- [JOB]: How many lines in the records below contain the string "building"? Case counts. Reply with the number only.

- [EXERCISE DATA]:
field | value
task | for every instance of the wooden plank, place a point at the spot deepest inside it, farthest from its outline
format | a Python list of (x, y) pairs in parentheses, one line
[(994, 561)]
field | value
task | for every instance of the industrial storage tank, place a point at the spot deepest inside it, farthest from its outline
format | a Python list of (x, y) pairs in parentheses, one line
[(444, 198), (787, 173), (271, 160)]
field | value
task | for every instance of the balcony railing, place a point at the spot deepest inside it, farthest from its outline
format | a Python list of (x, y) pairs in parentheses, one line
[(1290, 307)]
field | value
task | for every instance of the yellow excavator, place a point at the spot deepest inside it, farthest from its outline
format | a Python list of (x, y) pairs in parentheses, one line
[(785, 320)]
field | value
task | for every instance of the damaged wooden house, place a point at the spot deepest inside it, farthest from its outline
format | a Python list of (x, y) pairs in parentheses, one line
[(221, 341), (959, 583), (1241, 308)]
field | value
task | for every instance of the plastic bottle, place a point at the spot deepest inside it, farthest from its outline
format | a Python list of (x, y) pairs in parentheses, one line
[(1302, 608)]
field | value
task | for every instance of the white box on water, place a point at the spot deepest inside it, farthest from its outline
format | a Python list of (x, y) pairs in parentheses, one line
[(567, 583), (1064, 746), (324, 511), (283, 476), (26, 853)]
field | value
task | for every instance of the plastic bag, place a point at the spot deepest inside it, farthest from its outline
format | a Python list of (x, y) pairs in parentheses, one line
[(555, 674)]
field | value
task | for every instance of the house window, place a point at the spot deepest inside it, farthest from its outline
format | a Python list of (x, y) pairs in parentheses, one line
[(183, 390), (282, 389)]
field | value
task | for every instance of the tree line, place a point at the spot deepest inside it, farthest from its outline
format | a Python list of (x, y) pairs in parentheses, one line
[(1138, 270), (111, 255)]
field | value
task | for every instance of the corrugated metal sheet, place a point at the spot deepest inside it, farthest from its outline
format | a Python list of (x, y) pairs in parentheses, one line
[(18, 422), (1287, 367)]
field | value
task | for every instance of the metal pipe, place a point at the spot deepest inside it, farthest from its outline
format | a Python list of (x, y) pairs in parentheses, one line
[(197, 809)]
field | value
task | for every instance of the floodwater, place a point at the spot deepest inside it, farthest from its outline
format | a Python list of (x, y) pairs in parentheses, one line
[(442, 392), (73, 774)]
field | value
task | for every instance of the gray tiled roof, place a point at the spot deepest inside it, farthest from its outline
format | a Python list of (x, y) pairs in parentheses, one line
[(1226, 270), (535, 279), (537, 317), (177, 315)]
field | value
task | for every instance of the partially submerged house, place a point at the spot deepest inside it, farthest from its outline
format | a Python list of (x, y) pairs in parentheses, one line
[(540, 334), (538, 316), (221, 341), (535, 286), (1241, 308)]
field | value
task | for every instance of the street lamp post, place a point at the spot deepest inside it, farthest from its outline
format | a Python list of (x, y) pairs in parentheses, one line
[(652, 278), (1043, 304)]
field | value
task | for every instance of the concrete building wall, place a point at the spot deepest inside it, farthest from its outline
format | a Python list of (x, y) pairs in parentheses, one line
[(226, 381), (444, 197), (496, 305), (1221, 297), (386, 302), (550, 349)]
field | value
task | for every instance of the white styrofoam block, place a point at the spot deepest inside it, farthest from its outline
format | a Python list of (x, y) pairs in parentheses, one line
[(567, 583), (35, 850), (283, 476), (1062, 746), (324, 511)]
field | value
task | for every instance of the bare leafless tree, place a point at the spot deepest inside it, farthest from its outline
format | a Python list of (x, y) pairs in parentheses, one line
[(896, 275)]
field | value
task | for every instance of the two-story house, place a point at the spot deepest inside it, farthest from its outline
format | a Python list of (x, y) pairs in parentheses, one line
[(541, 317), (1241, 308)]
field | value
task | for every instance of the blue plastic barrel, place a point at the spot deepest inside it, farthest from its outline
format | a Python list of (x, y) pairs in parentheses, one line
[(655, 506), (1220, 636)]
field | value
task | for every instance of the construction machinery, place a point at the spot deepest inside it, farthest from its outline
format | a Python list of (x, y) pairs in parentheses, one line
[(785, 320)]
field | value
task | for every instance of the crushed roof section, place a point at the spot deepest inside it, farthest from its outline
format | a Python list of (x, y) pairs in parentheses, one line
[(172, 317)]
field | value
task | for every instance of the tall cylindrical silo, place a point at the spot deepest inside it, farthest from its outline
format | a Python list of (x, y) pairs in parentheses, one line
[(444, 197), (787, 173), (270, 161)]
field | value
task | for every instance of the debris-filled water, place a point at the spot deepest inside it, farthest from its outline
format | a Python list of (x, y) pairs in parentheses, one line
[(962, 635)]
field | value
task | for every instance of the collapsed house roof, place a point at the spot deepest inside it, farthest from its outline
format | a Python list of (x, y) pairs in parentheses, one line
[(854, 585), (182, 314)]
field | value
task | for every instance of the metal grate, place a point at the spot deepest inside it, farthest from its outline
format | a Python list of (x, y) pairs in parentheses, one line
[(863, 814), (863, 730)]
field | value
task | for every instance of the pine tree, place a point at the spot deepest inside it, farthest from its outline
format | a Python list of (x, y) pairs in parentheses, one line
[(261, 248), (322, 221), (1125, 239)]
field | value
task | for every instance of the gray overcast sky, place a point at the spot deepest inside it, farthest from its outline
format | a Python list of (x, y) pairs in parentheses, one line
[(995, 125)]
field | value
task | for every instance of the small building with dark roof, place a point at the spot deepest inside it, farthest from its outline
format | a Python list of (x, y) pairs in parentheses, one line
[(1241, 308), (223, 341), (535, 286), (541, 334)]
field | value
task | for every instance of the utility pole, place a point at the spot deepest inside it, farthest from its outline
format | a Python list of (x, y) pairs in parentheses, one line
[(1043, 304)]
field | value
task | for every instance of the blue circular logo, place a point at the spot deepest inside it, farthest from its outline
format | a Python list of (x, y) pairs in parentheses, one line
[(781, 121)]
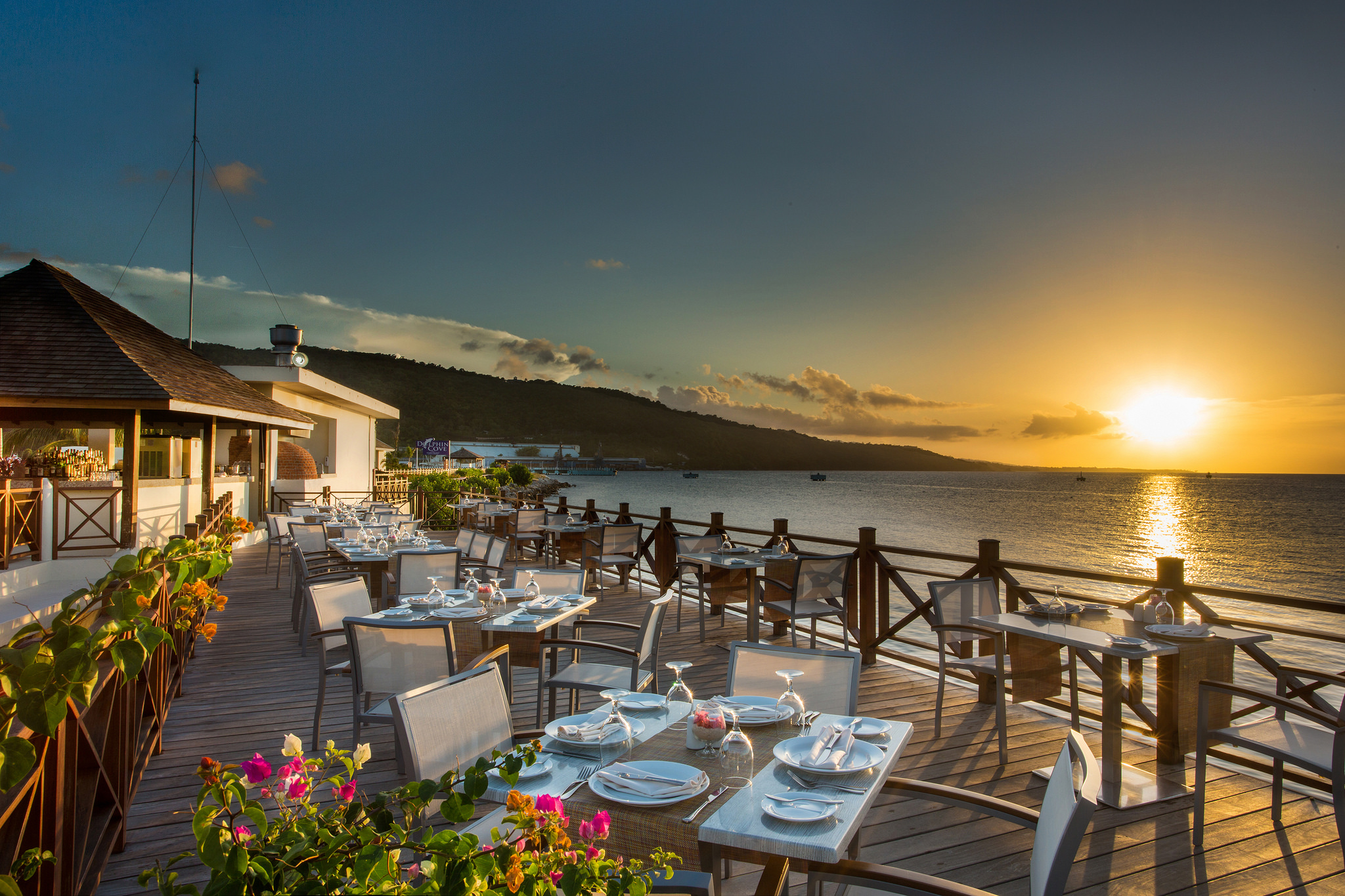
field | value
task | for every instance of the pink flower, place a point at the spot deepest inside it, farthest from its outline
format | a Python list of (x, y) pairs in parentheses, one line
[(257, 769), (602, 825)]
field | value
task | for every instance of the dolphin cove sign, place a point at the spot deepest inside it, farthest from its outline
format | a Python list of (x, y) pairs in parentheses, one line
[(435, 446)]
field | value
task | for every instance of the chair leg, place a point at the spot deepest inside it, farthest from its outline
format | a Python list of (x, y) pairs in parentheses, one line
[(1001, 720)]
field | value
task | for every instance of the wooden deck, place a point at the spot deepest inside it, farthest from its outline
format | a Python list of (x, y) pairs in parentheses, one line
[(250, 688)]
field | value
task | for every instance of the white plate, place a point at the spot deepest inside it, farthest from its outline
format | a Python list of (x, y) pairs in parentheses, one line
[(793, 753), (758, 702), (654, 767), (801, 812), (1178, 633), (553, 727), (868, 727), (638, 702), (536, 770)]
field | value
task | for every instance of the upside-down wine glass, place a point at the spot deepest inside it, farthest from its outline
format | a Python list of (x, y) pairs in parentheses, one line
[(680, 692), (790, 700)]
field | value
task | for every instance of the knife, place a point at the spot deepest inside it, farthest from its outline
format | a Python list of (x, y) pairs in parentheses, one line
[(709, 800)]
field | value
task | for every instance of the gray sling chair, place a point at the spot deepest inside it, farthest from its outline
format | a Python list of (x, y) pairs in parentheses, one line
[(615, 545), (1317, 743), (410, 571), (830, 680), (1060, 825), (599, 676), (391, 656), (820, 589), (956, 603), (521, 531), (693, 544)]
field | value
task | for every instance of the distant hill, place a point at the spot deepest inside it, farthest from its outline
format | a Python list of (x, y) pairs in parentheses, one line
[(460, 405)]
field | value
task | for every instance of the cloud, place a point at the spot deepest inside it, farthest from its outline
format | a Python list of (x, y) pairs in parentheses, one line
[(833, 421), (237, 178), (1082, 422), (229, 312)]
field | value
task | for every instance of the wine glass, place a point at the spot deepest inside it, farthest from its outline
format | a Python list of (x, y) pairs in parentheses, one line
[(678, 694), (736, 757), (708, 726), (790, 699), (1164, 613), (615, 744)]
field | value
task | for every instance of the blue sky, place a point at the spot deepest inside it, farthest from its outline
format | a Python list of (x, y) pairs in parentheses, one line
[(981, 217)]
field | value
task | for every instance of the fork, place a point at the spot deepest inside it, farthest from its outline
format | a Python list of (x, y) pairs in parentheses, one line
[(584, 775), (810, 785)]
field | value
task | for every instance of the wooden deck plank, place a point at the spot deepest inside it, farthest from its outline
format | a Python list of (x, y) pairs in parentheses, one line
[(249, 688)]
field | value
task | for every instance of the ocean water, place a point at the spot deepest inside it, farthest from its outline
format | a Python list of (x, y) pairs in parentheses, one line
[(1271, 534)]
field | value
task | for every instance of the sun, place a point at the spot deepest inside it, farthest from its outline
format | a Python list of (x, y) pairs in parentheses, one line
[(1162, 417)]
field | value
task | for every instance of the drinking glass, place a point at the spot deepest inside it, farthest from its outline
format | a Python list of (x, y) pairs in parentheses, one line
[(1164, 613), (708, 726), (677, 694), (613, 746), (736, 757), (790, 700)]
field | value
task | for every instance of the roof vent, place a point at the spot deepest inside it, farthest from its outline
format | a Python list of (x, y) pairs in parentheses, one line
[(284, 340)]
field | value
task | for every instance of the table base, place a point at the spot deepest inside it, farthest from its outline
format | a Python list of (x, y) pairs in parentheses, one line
[(1137, 788)]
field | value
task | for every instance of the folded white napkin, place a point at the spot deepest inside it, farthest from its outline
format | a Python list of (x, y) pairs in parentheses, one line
[(612, 778), (592, 730), (747, 711), (834, 758)]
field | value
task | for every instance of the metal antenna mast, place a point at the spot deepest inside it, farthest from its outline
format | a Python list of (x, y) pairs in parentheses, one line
[(191, 257)]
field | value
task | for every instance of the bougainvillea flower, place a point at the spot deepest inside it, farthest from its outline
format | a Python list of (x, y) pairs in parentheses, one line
[(257, 769)]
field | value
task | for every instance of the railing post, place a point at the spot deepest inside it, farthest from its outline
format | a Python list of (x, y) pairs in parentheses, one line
[(1172, 574), (868, 595), (665, 548), (988, 563)]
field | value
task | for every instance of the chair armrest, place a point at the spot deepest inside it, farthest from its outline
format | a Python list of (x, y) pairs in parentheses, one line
[(592, 645), (606, 622), (962, 798), (1327, 720), (892, 879)]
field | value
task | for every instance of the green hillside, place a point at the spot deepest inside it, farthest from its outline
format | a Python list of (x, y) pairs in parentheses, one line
[(450, 403)]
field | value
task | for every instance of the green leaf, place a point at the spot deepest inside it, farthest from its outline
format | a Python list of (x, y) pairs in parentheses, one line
[(42, 711), (16, 761), (128, 656)]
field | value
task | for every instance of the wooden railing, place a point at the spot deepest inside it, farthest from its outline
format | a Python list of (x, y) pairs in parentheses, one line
[(888, 613), (77, 798), (20, 523)]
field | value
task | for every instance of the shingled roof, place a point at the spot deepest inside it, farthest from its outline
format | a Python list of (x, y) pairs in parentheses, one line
[(66, 343)]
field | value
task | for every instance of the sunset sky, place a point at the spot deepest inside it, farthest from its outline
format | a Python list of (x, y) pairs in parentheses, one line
[(1049, 234)]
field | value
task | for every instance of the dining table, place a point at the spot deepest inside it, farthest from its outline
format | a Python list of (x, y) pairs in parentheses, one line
[(376, 563), (1181, 664), (735, 825)]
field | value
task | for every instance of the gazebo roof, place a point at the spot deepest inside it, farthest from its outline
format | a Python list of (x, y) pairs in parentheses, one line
[(65, 344)]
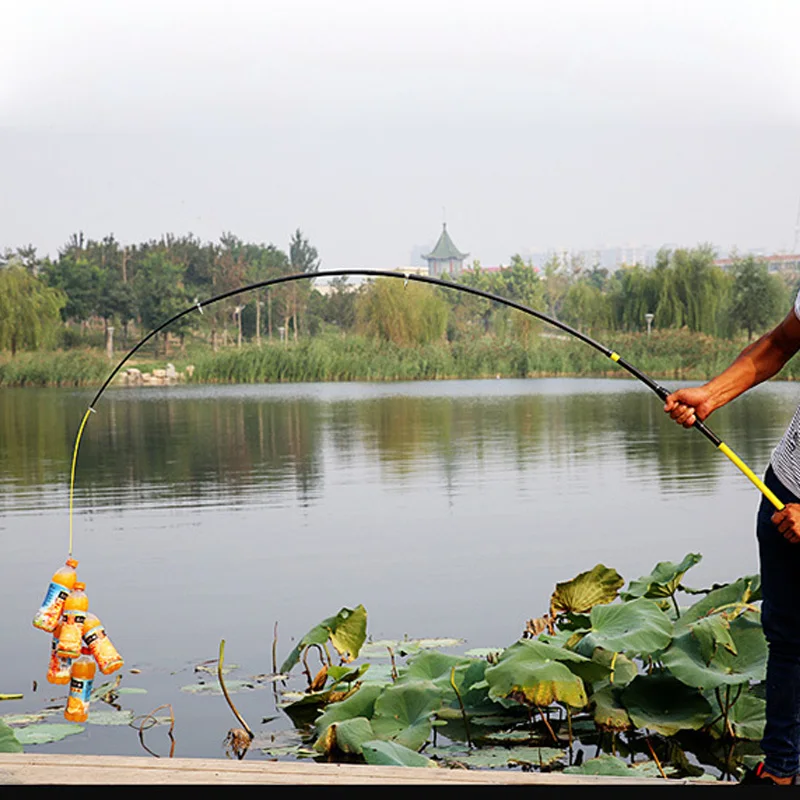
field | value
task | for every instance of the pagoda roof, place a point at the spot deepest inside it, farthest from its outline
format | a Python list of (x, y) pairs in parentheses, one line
[(445, 249)]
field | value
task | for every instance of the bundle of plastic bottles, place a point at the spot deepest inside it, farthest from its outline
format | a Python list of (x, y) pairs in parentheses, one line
[(80, 643)]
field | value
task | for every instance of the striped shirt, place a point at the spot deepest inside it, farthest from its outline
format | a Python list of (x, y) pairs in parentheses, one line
[(785, 459)]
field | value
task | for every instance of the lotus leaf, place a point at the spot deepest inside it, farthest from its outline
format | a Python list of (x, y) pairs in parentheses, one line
[(394, 755), (604, 764), (347, 632), (346, 674), (711, 633), (638, 627), (345, 737), (598, 585), (612, 766), (404, 713), (359, 704), (746, 717), (663, 580), (428, 665), (123, 717), (663, 704), (487, 757), (609, 711), (8, 740), (744, 590), (529, 679), (214, 688), (404, 647), (621, 669), (686, 661), (583, 667), (46, 732)]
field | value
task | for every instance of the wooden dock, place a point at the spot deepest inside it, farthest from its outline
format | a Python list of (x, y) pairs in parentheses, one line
[(46, 769)]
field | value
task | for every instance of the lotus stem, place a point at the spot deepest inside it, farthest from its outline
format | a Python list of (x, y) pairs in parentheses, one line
[(274, 649), (655, 757), (305, 661), (547, 724), (460, 703), (225, 691), (677, 608)]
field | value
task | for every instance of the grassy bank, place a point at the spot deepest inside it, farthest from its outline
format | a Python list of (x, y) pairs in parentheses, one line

- [ANSWER TO THIS TASK]: 2